[begin RECORD SET]
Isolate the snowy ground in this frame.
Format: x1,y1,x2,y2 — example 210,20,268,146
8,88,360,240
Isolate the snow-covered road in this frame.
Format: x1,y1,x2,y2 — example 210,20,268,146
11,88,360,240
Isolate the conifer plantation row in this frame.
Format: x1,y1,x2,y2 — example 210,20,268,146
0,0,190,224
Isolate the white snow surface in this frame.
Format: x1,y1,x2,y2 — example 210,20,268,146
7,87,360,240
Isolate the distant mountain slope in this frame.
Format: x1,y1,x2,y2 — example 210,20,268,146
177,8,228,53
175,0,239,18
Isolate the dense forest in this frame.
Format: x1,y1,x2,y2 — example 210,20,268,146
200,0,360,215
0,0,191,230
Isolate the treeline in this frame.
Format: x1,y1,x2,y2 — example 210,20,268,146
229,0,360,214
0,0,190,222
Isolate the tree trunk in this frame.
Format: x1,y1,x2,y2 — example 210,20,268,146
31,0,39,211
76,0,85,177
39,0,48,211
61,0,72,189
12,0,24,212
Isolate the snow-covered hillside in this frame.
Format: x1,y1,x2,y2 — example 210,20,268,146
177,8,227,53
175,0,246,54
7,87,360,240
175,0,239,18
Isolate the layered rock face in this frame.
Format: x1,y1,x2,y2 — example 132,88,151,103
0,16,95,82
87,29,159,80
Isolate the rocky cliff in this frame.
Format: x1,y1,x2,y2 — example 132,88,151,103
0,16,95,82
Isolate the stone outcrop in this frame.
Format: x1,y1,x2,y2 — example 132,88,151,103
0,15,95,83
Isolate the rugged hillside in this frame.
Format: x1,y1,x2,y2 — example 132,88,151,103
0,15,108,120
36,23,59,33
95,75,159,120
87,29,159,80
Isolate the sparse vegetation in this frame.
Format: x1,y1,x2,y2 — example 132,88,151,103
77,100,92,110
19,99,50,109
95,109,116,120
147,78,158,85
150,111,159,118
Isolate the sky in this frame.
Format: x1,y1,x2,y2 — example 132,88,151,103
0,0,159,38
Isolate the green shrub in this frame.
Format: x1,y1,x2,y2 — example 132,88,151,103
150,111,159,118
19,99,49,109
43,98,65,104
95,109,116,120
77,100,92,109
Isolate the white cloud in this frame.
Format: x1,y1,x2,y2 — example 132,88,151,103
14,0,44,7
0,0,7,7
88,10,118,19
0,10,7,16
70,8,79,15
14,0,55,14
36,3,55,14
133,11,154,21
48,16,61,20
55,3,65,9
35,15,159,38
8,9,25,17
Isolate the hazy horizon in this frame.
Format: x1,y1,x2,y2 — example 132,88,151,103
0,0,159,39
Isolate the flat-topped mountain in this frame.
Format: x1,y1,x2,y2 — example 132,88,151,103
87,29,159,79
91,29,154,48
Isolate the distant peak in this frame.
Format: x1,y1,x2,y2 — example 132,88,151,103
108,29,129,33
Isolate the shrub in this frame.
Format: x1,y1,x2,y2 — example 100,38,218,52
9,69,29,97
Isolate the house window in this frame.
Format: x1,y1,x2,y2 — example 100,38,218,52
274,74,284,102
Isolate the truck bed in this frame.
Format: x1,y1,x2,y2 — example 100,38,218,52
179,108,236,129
[end RECORD SET]
» EXERCISE:
Transcribe, character for character, the entries above from the line containing "Isolate the rugged hillside in this frame." through the line containing "77,100,92,109". Include both of those lines.

» RESULT FOR THIS EXERCISE:
Isolate the rugged hillside in this frame.
Format: x1,y1,x2,y2 — example 132,88,151,103
0,15,108,120
36,23,59,33
95,75,159,120
87,29,159,80
Isolate the sparse vegetation in this frame.
Format: x1,y1,x2,y2 — example 132,88,151,103
77,100,92,110
19,99,50,109
95,109,116,120
147,78,158,85
150,111,159,118
Isolate the sky in this frame.
Format: x1,y1,x2,y2 — example 132,88,151,103
0,0,159,38
Isolate the green shrub in this frame.
Format: x1,y1,x2,y2 — example 132,88,151,103
150,111,159,118
19,99,49,109
43,98,65,104
95,109,116,120
77,100,92,109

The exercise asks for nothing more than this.